╭─ RECORDS PROVIDED

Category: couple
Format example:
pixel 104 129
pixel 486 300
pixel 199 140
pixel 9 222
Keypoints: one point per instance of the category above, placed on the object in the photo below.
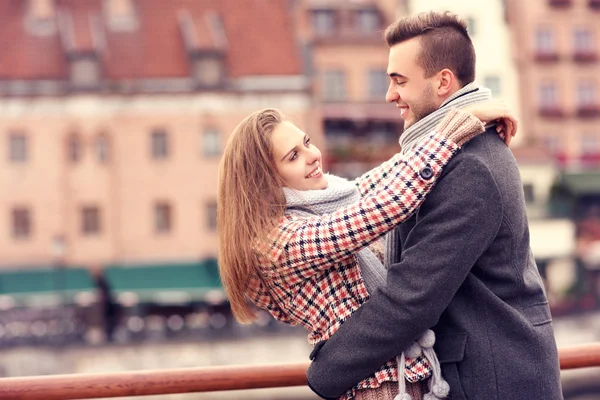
pixel 460 312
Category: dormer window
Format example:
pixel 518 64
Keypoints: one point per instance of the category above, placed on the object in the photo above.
pixel 121 15
pixel 207 69
pixel 41 17
pixel 368 21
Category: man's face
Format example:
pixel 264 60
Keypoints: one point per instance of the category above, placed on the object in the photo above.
pixel 413 94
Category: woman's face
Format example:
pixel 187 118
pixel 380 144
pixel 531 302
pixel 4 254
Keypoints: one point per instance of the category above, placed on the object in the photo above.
pixel 298 161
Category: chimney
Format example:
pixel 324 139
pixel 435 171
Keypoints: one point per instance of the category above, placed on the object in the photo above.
pixel 40 17
pixel 41 9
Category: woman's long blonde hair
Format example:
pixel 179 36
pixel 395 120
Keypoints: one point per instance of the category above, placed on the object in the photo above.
pixel 249 204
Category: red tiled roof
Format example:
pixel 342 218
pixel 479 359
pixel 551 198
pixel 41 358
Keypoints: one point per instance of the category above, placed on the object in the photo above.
pixel 259 39
pixel 24 56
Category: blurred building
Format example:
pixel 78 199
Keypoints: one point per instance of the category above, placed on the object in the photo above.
pixel 113 115
pixel 496 68
pixel 346 59
pixel 113 118
pixel 556 45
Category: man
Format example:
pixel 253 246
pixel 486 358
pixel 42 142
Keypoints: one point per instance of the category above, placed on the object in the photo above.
pixel 461 265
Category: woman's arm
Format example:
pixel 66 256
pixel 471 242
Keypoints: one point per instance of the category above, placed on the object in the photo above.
pixel 302 247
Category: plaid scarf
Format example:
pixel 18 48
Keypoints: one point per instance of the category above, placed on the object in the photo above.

╰─

Lay out every line of the records above as a Markdown table with two columns, Row and Line. Number each row, omit blank lines, and leave the pictures out.

SOLUTION TO THIS TASK:
| Row | Line |
|---|---|
| 1 | Category: couple |
| 2 | Format example: |
| 3 | pixel 104 129 |
| 4 | pixel 486 300 |
| 5 | pixel 199 140 |
| 6 | pixel 9 222 |
| 7 | Keypoints: one point per instance of the category above, placed on the object in the photo below. |
| 8 | pixel 460 312 |
| 9 | Category: dormer window |
| 10 | Format example: |
| 11 | pixel 518 64 |
| 12 | Keypoints: one point per instance of the category above, placed on the object in the photo above. |
| 13 | pixel 121 15 |
| 14 | pixel 207 69 |
| 15 | pixel 41 17 |
| 16 | pixel 368 21 |
| 17 | Category: man's face |
| 18 | Format example: |
| 19 | pixel 264 60 |
| 20 | Keypoints: one point per instance of the category above, placed on the object in the photo above. |
| 21 | pixel 413 94 |
| 22 | Category: woman's face |
| 23 | Format example: |
| 24 | pixel 187 118 |
| 25 | pixel 380 144 |
| 26 | pixel 531 302 |
| 27 | pixel 4 254 |
| 28 | Keypoints: one point per instance of the category above, placed on the object in the photo above. |
| 29 | pixel 298 161 |
| 30 | Category: chimney |
| 31 | Format example: |
| 32 | pixel 324 139 |
| 33 | pixel 435 171 |
| 34 | Keypoints: one point per instance of the category above, placed on the object in the photo above. |
| 35 | pixel 40 17 |
| 36 | pixel 41 9 |
| 37 | Category: woman's long blonde hair |
| 38 | Format example: |
| 39 | pixel 179 36 |
| 40 | pixel 395 120 |
| 41 | Keypoints: one point per instance of the category above, placed on the object in the photo above. |
| 42 | pixel 249 204 |
| 43 | Category: red tiled roof |
| 44 | Format example: |
| 45 | pixel 342 218 |
| 46 | pixel 479 359 |
| 47 | pixel 551 198 |
| 48 | pixel 41 358 |
| 49 | Keypoints: one point per instance of the category above, placed on the object in the photo above. |
| 50 | pixel 259 39 |
| 51 | pixel 24 56 |
| 52 | Category: blurred building |
| 53 | Format example: |
| 54 | pixel 78 199 |
| 55 | Keypoints: one point per instance of the category above, placed on the object in the photo above. |
| 56 | pixel 113 115 |
| 57 | pixel 496 68 |
| 58 | pixel 346 59 |
| 59 | pixel 113 118 |
| 60 | pixel 556 45 |
| 61 | Category: man |
| 62 | Format example: |
| 63 | pixel 253 246 |
| 64 | pixel 486 358 |
| 65 | pixel 42 142 |
| 66 | Keypoints: one point per instance of the category above, placed on the object in the photo above. |
| 67 | pixel 461 265 |
| 68 | Category: woman's arm |
| 69 | Format example: |
| 70 | pixel 66 256 |
| 71 | pixel 471 242 |
| 72 | Keypoints: one point per instance of the category above, placed on the object in the photo above. |
| 73 | pixel 302 247 |
| 74 | Category: plaid scarf |
| 75 | Format example: |
| 76 | pixel 18 48 |
| 77 | Keypoints: one point per instance of the category above, placed on the object in the photo above. |